EXERCISES ::
#1 In the passage about the Next New World Forum, replace "robotics" with "automation" and write out the part that begins at the words "How robotics and" and stops after "had two reactions.".
#2 List every abbreviation written in all capital letters in the passage about the Next New World Forum.
#3 Please go on with the passage about the Next New World Forum, picking up right after its last sentence.

DOCUMENT TEXT ::
Why should you shell out that kind of cabbage to go to such a confab? Well, there's the speaker list of course, but even better, the Friedman Forum has a "Why Attend?" page that will answer this very question. The good parts version:
The New York Times Next New World Forum is an invitation-only, highly interactive forum that explains:
How this Next New World is changing your job, your workplace, and your competition...
How cyberattacks and monetary crises are the new national security threats—threats to global businesses as well as nations....
How brands are threatened as never before by new players, and why C-Suite executives are both more constrained and less likely to last....
How robotics and other cutting-edge technologies can increase productivity but also disrupt your office and workforce....
How everything from climate change to fallen infrastructure is threatening global supply chains and how the rise of a new global middle class is disrupting American global dominance—while creating new markets.
After reading this, as well as CUNY's announcement that former CENTCOM commander/CIA Director David Petraeus will lead a seminar on the United States and the global economic crisis, I had two reactions.
1) At what point does one decide, "Why, yes, I should lecture people on the New New Things in the Global Economy! And charge at least a thousand dollars for the privilege"?

(Saved data entries)
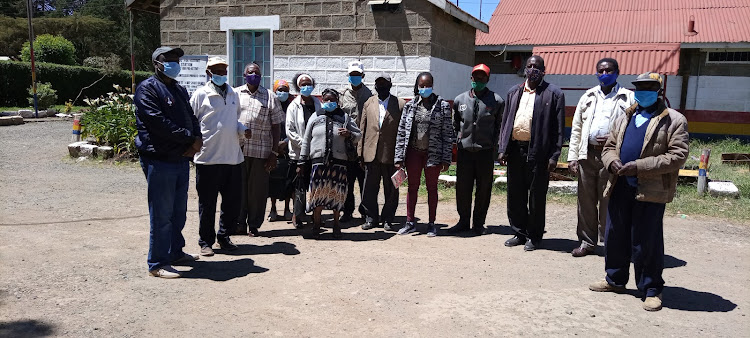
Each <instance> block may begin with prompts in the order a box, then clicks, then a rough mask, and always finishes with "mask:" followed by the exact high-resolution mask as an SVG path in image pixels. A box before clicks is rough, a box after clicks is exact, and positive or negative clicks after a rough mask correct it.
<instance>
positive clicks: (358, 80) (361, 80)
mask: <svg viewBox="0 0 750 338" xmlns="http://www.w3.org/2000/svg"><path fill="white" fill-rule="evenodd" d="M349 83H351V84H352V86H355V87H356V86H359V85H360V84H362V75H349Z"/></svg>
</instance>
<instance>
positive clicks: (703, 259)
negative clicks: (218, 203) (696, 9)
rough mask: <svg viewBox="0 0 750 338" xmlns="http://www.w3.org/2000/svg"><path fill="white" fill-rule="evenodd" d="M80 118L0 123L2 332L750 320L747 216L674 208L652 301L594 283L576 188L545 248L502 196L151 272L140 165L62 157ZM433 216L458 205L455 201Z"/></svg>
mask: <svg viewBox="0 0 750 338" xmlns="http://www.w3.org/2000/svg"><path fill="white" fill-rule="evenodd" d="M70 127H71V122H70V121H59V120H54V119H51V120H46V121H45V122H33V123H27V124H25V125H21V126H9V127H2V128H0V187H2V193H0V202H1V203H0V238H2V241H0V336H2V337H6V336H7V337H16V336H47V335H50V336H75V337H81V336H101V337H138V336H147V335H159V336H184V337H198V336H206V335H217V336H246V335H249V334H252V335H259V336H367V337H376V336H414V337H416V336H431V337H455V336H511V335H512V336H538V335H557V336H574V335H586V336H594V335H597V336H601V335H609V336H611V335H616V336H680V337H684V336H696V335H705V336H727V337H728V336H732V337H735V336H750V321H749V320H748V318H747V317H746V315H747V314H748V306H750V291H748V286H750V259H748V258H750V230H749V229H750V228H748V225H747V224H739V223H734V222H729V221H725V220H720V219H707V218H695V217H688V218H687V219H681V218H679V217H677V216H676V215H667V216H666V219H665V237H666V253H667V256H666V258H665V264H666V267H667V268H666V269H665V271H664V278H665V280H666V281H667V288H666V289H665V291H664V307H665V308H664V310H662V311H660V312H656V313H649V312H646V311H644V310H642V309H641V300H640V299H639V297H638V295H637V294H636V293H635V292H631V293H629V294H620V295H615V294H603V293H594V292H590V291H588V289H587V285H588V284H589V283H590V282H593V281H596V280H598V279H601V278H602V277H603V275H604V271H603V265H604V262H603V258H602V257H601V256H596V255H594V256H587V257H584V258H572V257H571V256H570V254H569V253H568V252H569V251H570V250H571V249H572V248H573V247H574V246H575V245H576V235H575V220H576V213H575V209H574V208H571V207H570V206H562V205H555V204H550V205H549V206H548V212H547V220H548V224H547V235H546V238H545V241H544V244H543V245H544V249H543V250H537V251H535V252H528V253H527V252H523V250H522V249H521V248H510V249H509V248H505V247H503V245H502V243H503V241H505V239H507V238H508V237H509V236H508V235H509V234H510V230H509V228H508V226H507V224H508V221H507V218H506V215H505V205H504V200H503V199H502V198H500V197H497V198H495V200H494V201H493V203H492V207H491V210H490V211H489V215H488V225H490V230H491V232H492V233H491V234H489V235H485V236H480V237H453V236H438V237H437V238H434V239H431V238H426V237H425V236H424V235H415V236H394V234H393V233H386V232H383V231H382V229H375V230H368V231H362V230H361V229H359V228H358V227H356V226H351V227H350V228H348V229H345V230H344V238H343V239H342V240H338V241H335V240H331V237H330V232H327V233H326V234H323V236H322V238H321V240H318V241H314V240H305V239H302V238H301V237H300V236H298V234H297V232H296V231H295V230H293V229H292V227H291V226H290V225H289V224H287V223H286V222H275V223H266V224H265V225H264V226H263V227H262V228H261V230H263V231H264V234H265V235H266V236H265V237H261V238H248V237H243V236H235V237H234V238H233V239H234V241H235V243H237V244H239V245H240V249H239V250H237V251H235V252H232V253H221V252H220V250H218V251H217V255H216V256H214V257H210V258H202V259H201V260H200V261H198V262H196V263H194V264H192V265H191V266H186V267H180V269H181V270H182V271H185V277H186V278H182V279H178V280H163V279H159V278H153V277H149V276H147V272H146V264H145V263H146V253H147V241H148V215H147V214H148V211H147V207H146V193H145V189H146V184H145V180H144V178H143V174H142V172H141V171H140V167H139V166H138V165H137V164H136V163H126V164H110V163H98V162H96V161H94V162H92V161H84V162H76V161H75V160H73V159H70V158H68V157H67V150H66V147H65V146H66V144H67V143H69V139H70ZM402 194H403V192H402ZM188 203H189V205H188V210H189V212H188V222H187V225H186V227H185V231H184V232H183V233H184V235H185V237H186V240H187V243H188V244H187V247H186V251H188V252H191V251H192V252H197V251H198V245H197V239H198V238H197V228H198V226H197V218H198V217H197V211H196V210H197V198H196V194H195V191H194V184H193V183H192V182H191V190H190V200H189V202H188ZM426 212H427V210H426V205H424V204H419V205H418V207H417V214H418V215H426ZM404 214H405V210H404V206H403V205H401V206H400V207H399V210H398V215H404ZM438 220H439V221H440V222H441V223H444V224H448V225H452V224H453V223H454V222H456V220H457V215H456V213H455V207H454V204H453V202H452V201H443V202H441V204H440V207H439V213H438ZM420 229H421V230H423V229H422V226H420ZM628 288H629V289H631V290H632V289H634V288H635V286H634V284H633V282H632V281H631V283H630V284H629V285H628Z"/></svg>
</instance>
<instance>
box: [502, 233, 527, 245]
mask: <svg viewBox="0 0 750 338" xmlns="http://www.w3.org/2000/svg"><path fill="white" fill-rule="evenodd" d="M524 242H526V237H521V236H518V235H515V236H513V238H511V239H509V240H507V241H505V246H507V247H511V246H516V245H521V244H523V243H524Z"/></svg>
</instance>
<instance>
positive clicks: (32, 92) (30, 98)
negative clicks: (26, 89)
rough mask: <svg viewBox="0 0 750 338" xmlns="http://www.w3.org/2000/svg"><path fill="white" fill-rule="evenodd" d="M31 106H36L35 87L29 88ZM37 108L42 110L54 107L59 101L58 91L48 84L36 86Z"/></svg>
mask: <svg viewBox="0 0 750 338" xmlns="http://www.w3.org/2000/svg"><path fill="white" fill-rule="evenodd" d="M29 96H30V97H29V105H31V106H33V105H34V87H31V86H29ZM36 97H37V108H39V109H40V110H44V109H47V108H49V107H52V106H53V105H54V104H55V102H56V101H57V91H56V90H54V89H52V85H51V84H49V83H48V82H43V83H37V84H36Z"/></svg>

...

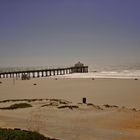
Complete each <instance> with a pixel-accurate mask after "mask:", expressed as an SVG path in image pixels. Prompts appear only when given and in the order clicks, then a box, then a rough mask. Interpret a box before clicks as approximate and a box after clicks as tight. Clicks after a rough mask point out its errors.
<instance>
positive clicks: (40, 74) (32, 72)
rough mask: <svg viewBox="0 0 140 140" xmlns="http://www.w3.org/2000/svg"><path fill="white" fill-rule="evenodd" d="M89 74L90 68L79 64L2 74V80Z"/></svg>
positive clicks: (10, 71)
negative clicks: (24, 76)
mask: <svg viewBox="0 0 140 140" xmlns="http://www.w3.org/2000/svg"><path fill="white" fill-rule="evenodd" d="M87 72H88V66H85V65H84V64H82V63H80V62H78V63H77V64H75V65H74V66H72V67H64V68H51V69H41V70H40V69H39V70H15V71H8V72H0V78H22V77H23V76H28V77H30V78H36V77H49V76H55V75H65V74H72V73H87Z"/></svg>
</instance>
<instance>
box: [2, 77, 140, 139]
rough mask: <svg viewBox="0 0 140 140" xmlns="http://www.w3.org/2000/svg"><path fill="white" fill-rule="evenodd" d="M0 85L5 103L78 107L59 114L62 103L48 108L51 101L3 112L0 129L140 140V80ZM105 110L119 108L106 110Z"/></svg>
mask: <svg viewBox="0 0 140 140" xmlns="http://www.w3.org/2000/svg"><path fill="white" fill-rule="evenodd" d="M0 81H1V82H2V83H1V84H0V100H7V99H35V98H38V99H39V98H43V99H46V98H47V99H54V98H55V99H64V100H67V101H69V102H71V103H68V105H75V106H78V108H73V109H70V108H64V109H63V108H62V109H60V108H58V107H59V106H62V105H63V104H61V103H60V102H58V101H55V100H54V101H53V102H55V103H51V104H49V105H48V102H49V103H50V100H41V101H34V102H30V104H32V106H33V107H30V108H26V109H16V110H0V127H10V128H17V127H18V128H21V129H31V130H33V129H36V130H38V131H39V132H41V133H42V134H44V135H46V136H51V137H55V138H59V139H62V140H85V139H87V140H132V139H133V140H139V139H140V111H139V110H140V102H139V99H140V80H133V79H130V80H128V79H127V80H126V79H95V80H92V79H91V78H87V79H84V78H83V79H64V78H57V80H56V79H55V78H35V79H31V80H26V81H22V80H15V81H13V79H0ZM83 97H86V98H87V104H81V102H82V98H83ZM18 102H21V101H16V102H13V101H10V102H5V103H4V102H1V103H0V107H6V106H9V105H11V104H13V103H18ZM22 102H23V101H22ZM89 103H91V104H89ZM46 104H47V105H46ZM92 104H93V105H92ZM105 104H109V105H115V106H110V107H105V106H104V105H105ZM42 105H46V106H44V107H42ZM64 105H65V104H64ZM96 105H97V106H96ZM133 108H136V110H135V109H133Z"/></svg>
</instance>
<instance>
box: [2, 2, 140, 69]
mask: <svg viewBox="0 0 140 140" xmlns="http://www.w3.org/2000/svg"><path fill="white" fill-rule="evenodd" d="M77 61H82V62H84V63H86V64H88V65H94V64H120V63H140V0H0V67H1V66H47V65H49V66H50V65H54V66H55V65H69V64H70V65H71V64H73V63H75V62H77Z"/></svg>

PER-TASK OUTPUTS ::
#1
How automation and other cutting-edge technologies can increase productivity but also disrupt your office and workforce....
How everything from climate change to fallen infrastructure is threatening global supply chains and how the rise of a new global middle class is disrupting American global dominance—while creating new markets.
After reading this, as well as CUNY's announcement that former CENTCOM commander/CIA Director David Petraeus will lead a seminar on the United States and the global economic crisis, I had two reactions.

#2 CUNY, CENTCOM, CIA

#3
This is a serious question. I get asked this a lot at various talks, and I'm always befuddled by the query. I mean, if I had the actual answer, I wouldn't be so low in the international relations speaker ecosystem.
2) Forget Davos, Aspen or TED -- the Friedman Forum suggests a whole new vista of conferences branded around the idiosyncracies of individual thought leaders. Friedman better nail this down fast, because the coming competition will be fierce. In the spirit of... er... alliteration and Robert Ludlum titles, let me predict some other possible confabs on the horizon:
A) The Gross Gaggle. Organized by PIMCO's Bill Gross, this would be a collection of the world's most florid investment letter-writers in the world, warning about risk and uncertainty.
The Big Finale: Gross doing a spoken-word version of his latest newsletter with Dave Brubeck's "Take Five" playing in the background.
B) The Slaughter Seminar. The new president of the New America Foundation will lead a highly interdisciplinary gathering to focus on the myriad ways that the 21st century is upending our static 20th century mindsets. Topics will include the role of social networks, social media networks, online networks, gendered networks, and networked networks.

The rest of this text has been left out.